Terms such as ‘social process’ or ‘social development’ are simply conceptual symbols which reflect the singular mode of existence of this continuous interweaving of the plans and actions of human beings in groups. These concepts are designed to help in the exploration of the unique type of structure which results from this interlocking of individual actions and experiences, from the functional interdependence of individual actors in their various groupings. The popular term, ‘interaction’, does not do justice to the intertwining of the experiences as well as the actions of people. It is too closely associated with the traditional model of a society as a pure cumulative unit of a number of initially isolated human individuals.

The observation of an ongoing game of football can be of considerable help as an introduction to the understanding of such terms as interlocking plans and actions. Each team may have planned its strategy in accordance with the knowledge of their own and their opponents’ skills and foibles. However, as the game proceeds, it often produces constellations which were not intended or foreseen by either [p.52] side. In fact, the flowing pattern formed by players and ball in a football game can serve as a graphic illustration not only of the concept of ‘figurations’ but also of that of ‘social process’. The game-process is precisely that, a flowing figuration of human beings whose actions and experiences continuously interlock, a social process in miniature. One of the most instructive aspects of the fast-changing pattern of a football game is the fact that this pattern is formed by the moving players of both sides. If one concentrated one’s attention only on the activities of the players of one team and turned a blind eye to the activities of the other, one could not follow the game. The actions and experiences of the members of the team which one tried to observe in isolation and independently of the actions and perceptions of the other would remain incomprehensible. In an ongoing game, the two teams form with each other a single figuration. It requires a capacity for distancing oneself from the game to recognize that the actions of each side constantly interlock with those of their opponents and thus that the two opposing sides form a single figuration. So do antagonistic states. Social processes are often uncontrollable because they are fuelled by enmity. Partisanship for one side or another can easily blur that fact.
____
▶ [Short exercise a]: In the passage on football and social process, what do the two teams form with each other during an ongoing game?
____
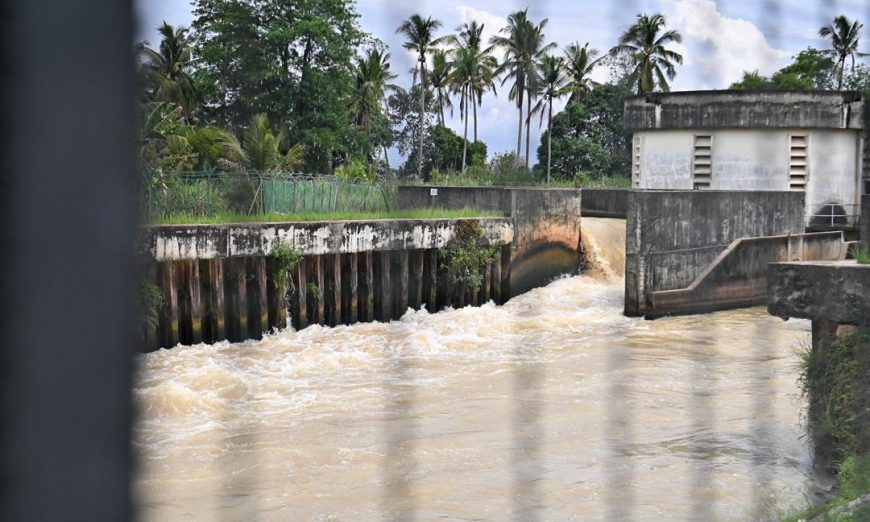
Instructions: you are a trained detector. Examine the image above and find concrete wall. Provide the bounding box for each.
[625,190,804,316]
[635,128,861,219]
[580,189,628,218]
[140,218,514,261]
[645,232,846,318]
[767,261,870,327]
[861,194,870,246]
[399,186,582,296]
[625,91,864,131]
____
▶ [Short exercise b]: Put every line of the rows above into a JSON list of strings, one string per line, skipping blank lines and leaving the picture out.

▶ [Reply a]: A single figuration.

▶ [Reply b]:
[
  "Instructions: you are a trained detector. Examine the image above and find concrete wall. Provide the bounding box for each.",
  "[625,190,804,316]",
  "[635,128,861,219]",
  "[580,189,628,218]",
  "[140,218,514,261]",
  "[645,232,846,318]",
  "[767,261,870,327]",
  "[861,194,870,246]",
  "[399,186,582,296]",
  "[625,91,864,131]"
]